*Page*.

Looking back on previous managerial appointments, however, it is hard to conclude that Petrie has made many right decisions. Calderwood was brought in last autumn when the club lost patience with John Hughes, but he came nowhere close to emulating Hughes’ fourth-place finish. Hughes himself failed to live up to his own early promise, Mixu Paatelainen was unable to ignite the team, and John Collins quit with the team on the slide as he became frustrated by a number of factors.

“You would hope we would have had more success than we have done,” Petrie accepted. “But we have had a degree of success in the recent past.

“The last 12 months have been difficult for Hibernian supporters, and we understand their disappointment. We share their ambition and their passion for the club, and together we can go forward united. I’m sure Pat’s leadership qualities will help draw the club and the supporters closer.”

Results will determine that, but at present there are more than a few Hibs fans who feel the job should have gone to Michael O’Neill, a former player with the club who, like Fenlon, has enjoyed success in the League of Ireland. Acknowledging that not everyone would welcome the appointment of the former Bohemians boss, Petrie nonetheless called for unity.

[Entries for pointing at named objects]
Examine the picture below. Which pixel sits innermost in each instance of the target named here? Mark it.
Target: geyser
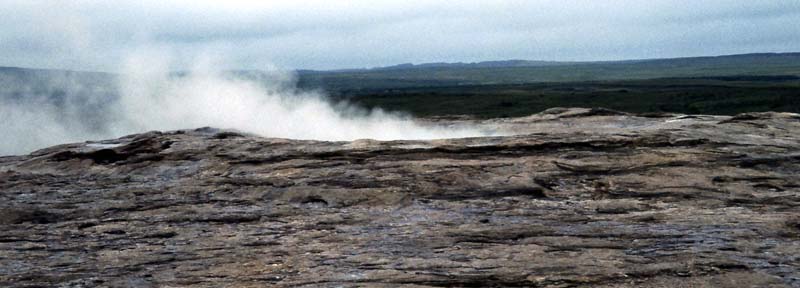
(152, 97)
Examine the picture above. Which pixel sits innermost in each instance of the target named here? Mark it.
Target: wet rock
(578, 197)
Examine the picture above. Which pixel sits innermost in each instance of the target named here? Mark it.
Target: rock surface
(582, 197)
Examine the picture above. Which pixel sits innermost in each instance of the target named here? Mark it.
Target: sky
(326, 34)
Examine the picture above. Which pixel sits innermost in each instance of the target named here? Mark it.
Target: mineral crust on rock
(580, 197)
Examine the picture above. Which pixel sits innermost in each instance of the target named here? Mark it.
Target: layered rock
(580, 197)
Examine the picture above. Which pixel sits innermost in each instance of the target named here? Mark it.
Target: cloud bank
(97, 35)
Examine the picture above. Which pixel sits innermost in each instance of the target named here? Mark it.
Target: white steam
(153, 98)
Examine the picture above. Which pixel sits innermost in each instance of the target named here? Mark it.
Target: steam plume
(151, 97)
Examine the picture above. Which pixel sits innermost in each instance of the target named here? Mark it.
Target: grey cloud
(92, 35)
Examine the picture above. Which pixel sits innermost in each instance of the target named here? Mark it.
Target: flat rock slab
(580, 197)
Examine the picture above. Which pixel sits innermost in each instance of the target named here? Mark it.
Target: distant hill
(522, 71)
(773, 85)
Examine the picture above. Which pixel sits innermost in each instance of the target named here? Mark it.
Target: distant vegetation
(706, 85)
(715, 95)
(516, 72)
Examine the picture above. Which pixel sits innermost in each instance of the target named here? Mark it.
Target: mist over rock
(581, 197)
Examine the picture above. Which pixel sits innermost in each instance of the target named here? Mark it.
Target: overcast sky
(327, 34)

*Task goal*. Continue the article on Hibernian's managerial appointments from the point where it stops. These entries were taken from a separate source.

*Response*.
“I hope the Hibs fans will unite and support the manager who has been appointed,” he added. “Everybody’s got an opinion. Everybody would appoint their manager, pick their team and their formation. It has fallen to the board of directors to make the appointment. We’ve gone about it in a serious and thorough fashion, we’ve spoken to a lot of people and taken soundings, not just on Pat Fenlon but on other candidates, and at the end of the day we have to make a decision.”

As long as he retains the backing of club owner Sir Tom Farmer – and an impassioned speech at the recent annual general meeting from the businessman showed he certainly does – Petrie will not stand or fall by this decision. His track record in appointing managers may be poor, but his financial stewardship of the club has been far more successful, and apparently of greater importance to Farmer.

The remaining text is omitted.